#### DIRECTIVE 1:
Copy from the tutorial on time series charts everything from "1.1. Quick caveat" down to "very large scenes.".
#### DIRECTIVE 2:
Answer these questions from the tutorial on time series charts:
(a) What is the Earth Engine User-Interface module for charts built on?
(b) For what values and where will the exercise create a simple time series?
(c) What is a line graph that shows quantities of a variable over time commonly known as?
#### DIRECTIVE 3:
Extend the tutorial on time series charts with the next part after its final sentence.

#### QUOTED TEXT:
______

1. Time Series Charts¶
In the last module we worked through some basic operations and visualized the results as map layers. For analytical work, it is also useful to plot the data in charts. For understanding temporal dynamics, which is a common desire when working with remote sensing, you will want a line graph that shows quantities of a variable over time, commonly known as a time series graph.
1.1. Quick caveat on charts with the Earth Engine Python API¶
Google Earth Engine (GEE) provides a User-Interface (UI) module for creating charts directly in the Editor. It’s built on the Google Visualization API if you’re familiar with that in other Google products.
Unfortunately, the UI module is not availabe through the Python API, including the ee
library, but we’ll introduce some Python-centric approaches to extracting and visualizing data.
As an additional constraint, plotting data in this manner requires you to actually extract data from its location on Google servers (“in the cloud”) to your local machine for visualization. Just as with any data extraction, there are constraints to how much data you can actually move, so it will be prohibitive to plot very large scenes.
This is a limitation of using the Python API, but for our tutorial, we’ll make sure you’re familiar with the basic concepts you can use to advance to working with larger, more complex data. If you find you are hitting limits, you will want to look into using the native GEE Editor (i.e. conducting your entire workflow within the cloud) – as mentioned, it has comprehensive documentation. Or you might consider investing in resources, time, and training to extract and process this data yourself. This is becoming easier to do and the full world of remote sensing analysis awaits you! But is out of the scope of this tutorial.
In this exercise, we will create a simple time series for VIIRS-DNB values at a specific location. We’ll also build on what we’ve learned reduce data for a region, such as in Cell statistics and basic band math (10 min), to create time series for an entire region.

______

#### DATA SHOWN:
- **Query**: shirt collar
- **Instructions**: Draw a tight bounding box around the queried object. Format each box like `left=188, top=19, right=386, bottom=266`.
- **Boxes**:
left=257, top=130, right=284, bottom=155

______

#### WRITTEN REPLY 1:
1.1. Quick caveat on charts with the Earth Engine Python API¶
Google Earth Engine (GEE) provides a User-Interface (UI) module for creating charts directly in the Editor. It’s built on the Google Visualization API if you’re familiar with that in other Google products.
Unfortunately, the UI module is not availabe through the Python API, including the ee
library, but we’ll introduce some Python-centric approaches to extracting and visualizing data.
As an additional constraint, plotting data in this manner requires you to actually extract data from its location on Google servers (“in the cloud”) to your local machine for visualization. Just as with any data extraction, there are constraints to how much data you can actually move, so it will be prohibitive to plot very large scenes.

#### WRITTEN REPLY 2:
(a) The Google Visualization API.
(b) VIIRS-DNB values at a specific location.
(c) A time series graph.

#### WRITTEN REPLY 3:
Our tasks in this exercise:
Extracting VIIRS time series data and converting to a pandas dataframe
Create a 2014-2020 time series graph from VIIRS-DNB data for a point in Seoul, South Korea
Create a 2014-2020 time series graph for Sum Of Lights (SOL) for South Korea
1.2. Extract time series data and convert to pandas dataframe¶
Those familiar with Python know that pandas
is an indespensible library, a package data analysis built on another indispensible package, numpy
. We will extract the data from our raster file of VIIRS-DNB radiance and convert it into a pandas dataframe in our local computing space so that we can use a plot libraries, matplotlib
and seaborn
to make our line graph.
First we define our point of interest: the location of Seoul Olympic Stadium (a.k.a. Jamsil Olympic Stadium). Technically we’ll pick a lat/lon coordinate in the stadium and create a 500m buffer around it.
Then we’ll grab a collection of VIIRS-DNB monthly composites from January 2014 to May 2020.
import json
import pandas as pd
# reminder that if you are installing libraries in a Google Colab instance you will be prompted to restart your kernal
try:
import geemap, ee
import seaborn as sns
import matplotlib.pyplot as plt
except ModuleNotFoundError:
if 'google.colab' in str(get_ipython()):
print("package not found, installing w/ pip in Google Colab...")
!pip install geemap seaborn matplotlib
else:
print("package not found, installing w/ conda...")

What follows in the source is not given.